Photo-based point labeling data
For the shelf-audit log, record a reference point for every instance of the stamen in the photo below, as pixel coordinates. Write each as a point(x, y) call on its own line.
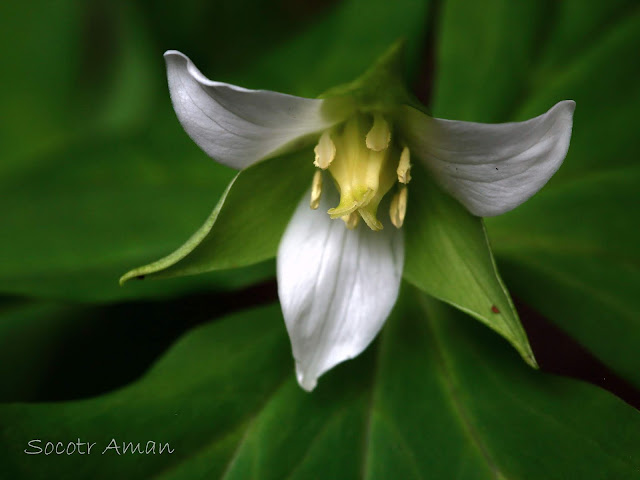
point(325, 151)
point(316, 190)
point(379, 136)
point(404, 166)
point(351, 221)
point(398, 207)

## GIVEN REQUEST
Reproduce every line above, requests included, and shift each x and y coordinate in the answers by adding 108 to it. Leave the pictures out.

## EXERCISE RESULT
For the shelf-audit log, record a reference point for every instance of the stamen in the photo below, as pixel coordinates. Write each as a point(x, y) call on its own line.
point(433, 259)
point(424, 298)
point(487, 244)
point(512, 274)
point(459, 329)
point(506, 315)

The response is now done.